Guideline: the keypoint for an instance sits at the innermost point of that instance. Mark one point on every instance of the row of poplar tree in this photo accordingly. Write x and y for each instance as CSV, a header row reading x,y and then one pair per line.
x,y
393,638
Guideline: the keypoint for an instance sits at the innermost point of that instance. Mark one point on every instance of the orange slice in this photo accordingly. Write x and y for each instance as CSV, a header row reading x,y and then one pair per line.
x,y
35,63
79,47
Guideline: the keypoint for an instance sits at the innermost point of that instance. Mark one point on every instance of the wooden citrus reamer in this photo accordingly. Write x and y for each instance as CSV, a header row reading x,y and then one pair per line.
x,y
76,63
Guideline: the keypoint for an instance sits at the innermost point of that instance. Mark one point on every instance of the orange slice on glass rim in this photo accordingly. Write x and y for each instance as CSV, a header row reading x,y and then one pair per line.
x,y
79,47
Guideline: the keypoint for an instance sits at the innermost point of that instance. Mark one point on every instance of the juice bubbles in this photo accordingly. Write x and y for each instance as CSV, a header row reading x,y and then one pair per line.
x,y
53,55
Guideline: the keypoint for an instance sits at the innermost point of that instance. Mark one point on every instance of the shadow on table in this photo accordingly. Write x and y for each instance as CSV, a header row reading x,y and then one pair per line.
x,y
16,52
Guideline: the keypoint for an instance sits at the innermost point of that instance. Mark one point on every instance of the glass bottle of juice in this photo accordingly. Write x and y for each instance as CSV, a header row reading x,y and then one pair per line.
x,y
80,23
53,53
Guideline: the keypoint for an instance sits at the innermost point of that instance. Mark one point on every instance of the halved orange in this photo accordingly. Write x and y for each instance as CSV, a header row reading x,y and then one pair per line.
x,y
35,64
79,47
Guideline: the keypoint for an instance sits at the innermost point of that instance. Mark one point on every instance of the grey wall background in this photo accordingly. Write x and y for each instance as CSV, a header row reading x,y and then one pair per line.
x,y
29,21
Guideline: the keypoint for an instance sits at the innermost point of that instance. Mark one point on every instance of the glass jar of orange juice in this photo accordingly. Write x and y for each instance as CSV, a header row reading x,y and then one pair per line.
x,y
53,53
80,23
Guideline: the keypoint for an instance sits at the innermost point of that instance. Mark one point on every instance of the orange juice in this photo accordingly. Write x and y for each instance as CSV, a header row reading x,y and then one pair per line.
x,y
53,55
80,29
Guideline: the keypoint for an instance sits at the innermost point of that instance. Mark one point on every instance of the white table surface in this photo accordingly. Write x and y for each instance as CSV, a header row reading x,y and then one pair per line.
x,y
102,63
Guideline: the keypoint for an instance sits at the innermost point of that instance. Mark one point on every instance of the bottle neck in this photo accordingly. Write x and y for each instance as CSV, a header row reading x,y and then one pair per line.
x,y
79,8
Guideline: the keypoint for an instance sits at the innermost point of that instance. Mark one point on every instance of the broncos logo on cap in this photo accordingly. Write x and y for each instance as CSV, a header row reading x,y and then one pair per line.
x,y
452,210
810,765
******************************
◆ **THE PROBLEM**
Repeat the data exactly. Leave nothing out.

◆ **IN RESPONSE**
Guideline: the keypoint for an instance sits at the innermost point of that instance. Mark one point on every instance of the row of poplar tree in this photo accordingly. Write x and y for each instance as CSV, a header row reading x,y and then one pair per line.
x,y
393,638
Guideline: the keypoint for an instance sits at the innermost point of that instance. Mark one point on every instance of the orange slice in this photo accordingly. Write x and y for each instance as CSV, a header row reading x,y and then one pair per line.
x,y
35,63
79,47
Guideline: the keypoint for an instance sits at the innermost point of that instance. Mark one point on every instance of the wooden citrus reamer in this photo accordingly. Write x and y for each instance as CSV, a header row reading x,y and then one pair per line.
x,y
76,63
Guideline: the keypoint for an instance sits at the innermost point of that instance. Mark one point on every instance of the orange slice on glass rim in this photo accordingly. Write x and y for each instance as CSV, a header row reading x,y and then one pair per line.
x,y
79,47
Guideline: the keypoint for an instance sits at the innermost point of that instance. Mark one point on every instance of the juice bubbles in this photo accordingly. Write x and y for each instance as CSV, a header row reading x,y and then one pair per line.
x,y
53,55
Guideline: the keypoint for an instance sits at the innermost point of that instance. Mark one point on every instance of the shadow on table in this photo accordingly. Write x and y for each instance as CSV, a header row reading x,y and then one pair per line.
x,y
16,52
Guideline: the keypoint for an instance sits at the innermost point of that instance. Mark one point on every instance of the glass bottle of juice in this photo accordingly. Write x and y for each instance as CSV, a header row reading x,y and then one pair per line.
x,y
80,23
53,53
Guideline: the keypoint for an instance sits at the innermost point of that instance. Mark one point on every instance of the halved orange in this photo accordingly. Write x and y for each instance as CSV, a header row reading x,y and then one pair per line.
x,y
35,64
79,47
Guideline: the keypoint for an instance sits at the innermost point of that instance. Mark one point on every instance of the grey wall background in this photo accordingly. Write x and y for each instance as CSV, a header row reading x,y and then one pair per line.
x,y
29,21
Guideline: the keypoint for an instance sits at the innermost point of that instance. Mark one point on every instance of the glass jar of orange juice in this photo accordingly. Write x and y for each instance as CSV, a header row reading x,y and then one pair per line.
x,y
53,53
80,23
Guideline: the keypoint for an instance sits at the innermost point of that instance. Mark one point on every instance of the orange juice in this photo accordingly. Write x and y for each instance as CSV, a header row reading x,y and then one pair per line.
x,y
53,55
80,29
Guideline: the keypoint for an instance sits at the innermost point of that instance. Mark one point on every instance of the white table surface in this photo accordingly. Write x and y for each instance as CSV, a header row reading x,y and then one pair per line.
x,y
102,63
Guideline: the keypoint for an instance sits at the innermost point of that instance. Mark one point on every instance of the bottle neck in this photo accordingly. Write x and y for each instance as CSV, a header row reading x,y and then one pair per line.
x,y
79,8
Guideline: the keypoint for an instance sits at the innermost point of that instance. Mark one point on every instance of the broncos logo on cap in this photo accordingly. Write x and y for each instance as CSV, a header row reading x,y and then one pair per line.
x,y
452,210
810,765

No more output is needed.